_EXERCISE PASSAGE_
****************

Solving a Tongue Twister

If a doctor asked you to stick out your tongue, and you unfurled a nine-foot-long specimen, you would be proportional to the tube-lipped nectar bat of the Andes. With a tongue that can reach 150 percent of its body length, the Anoura fistulata is a species that was discovered by scientists only about a year ago. After studying three species of nectar bats, Department of Biology Ph.D. student Nathan Muchhala and his research team concluded that A. fistulata is the sole pollinator of a specialized elongated bell flower, C. nigricans. The research team published the results in the journal Nature.

How Healthy are U.S. Hispanics?

The National Institutes of Health selected the University of Miami as one of four sites to conduct the largest long-term epidemiological study of health and disease in U.S. Hispanic populations. The $61 million Hispanic Community Health Study, which began in September 2006, will follow 16,000 participants over six and a half years who will undergo a series of physical examinations to help identify the prevalence and risk factors for a slew of health conditions. Neil Schneiderman, James L. Knight Professor of Health Psychology and principal investigator, says that the study could help answer many important questions, such as why U.S. Hispanics experience increased rates of obesity and diabetes yet fewer deaths from heart disease than non-Hispanics.

****************

_LISTED RECORDS_
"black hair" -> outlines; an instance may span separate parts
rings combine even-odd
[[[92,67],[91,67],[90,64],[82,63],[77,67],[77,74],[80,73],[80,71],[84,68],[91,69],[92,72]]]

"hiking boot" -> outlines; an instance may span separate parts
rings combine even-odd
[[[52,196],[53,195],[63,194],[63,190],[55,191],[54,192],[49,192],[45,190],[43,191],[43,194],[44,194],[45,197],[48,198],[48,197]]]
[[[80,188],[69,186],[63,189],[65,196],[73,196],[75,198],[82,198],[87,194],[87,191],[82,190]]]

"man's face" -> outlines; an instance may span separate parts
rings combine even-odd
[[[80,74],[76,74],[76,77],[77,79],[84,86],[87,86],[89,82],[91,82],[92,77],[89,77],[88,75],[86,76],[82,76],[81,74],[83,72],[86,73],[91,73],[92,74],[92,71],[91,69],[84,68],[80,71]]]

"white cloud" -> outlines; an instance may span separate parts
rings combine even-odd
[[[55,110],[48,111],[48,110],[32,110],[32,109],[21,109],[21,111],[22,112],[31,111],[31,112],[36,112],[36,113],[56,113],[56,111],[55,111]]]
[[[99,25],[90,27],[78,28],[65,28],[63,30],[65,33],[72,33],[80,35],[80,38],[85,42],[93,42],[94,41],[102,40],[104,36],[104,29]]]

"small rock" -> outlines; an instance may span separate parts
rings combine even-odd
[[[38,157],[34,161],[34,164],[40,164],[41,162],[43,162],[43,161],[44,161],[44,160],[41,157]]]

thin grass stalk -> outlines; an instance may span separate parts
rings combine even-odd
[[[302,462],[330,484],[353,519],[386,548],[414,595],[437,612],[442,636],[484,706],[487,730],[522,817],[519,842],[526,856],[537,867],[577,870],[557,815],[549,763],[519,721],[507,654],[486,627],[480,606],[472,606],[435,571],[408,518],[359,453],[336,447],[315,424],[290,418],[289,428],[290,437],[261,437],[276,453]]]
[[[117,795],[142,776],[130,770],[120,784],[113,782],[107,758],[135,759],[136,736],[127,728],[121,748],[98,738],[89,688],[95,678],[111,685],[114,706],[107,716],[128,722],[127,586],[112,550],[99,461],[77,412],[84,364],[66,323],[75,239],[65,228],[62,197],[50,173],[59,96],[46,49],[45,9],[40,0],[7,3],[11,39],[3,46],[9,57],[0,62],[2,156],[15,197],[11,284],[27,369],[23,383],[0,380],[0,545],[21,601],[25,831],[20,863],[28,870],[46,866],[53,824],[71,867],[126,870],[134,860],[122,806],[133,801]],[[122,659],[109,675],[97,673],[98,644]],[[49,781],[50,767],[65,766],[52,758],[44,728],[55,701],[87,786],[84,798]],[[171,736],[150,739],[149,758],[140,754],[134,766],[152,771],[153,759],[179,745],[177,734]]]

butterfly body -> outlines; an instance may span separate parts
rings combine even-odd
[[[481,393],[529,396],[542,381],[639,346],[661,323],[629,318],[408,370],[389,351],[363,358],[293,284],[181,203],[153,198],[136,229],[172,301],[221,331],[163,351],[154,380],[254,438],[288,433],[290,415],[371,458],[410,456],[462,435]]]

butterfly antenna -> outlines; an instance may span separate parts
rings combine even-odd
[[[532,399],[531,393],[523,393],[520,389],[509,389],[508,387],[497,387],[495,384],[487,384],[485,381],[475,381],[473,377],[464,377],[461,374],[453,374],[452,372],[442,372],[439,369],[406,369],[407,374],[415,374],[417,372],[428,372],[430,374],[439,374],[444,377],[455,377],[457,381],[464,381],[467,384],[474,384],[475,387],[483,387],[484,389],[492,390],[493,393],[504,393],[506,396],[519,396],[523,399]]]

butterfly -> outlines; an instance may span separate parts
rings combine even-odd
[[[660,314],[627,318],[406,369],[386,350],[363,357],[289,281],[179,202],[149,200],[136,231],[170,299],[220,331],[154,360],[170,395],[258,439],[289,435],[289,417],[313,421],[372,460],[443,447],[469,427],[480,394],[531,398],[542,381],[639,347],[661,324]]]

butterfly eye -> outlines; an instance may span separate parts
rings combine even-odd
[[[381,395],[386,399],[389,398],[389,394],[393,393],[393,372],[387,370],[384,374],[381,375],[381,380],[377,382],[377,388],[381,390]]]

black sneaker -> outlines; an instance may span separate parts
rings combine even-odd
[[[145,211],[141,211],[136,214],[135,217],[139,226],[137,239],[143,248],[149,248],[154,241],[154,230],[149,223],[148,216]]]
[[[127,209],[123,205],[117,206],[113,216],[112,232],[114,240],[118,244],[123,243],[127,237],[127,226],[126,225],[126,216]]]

****************

_EXERCISE DETAILS_
Continue the university research briefs on the nectar bat and Hispanic health from the point where they stop. The material plays no part in what follows.

_RESPONSE TO THE TASK_
Adding Selenium to the HIV Cocktail

Antiretroviral therapy has extended the lives of patients with HIV, but now Barry Hurwitz and colleagues in the UM Behavioral Medicine Research Center have discovered that supplementing ongoing treatment with high selenium yeast may help to suppress HIV disease progression. A trace mineral, selenium is normally in the daily diet and has immune-enhancing properties. Published in the January 22 issue of Archives of Internal Medicine, the Miami Selenium for Heart and Immune Health Trial studied 262 participants with HIV throughout South Florida from 2001 to 2005 and found that daily selenium supplements suppressed the amount of HIV virus in circulation over nine months.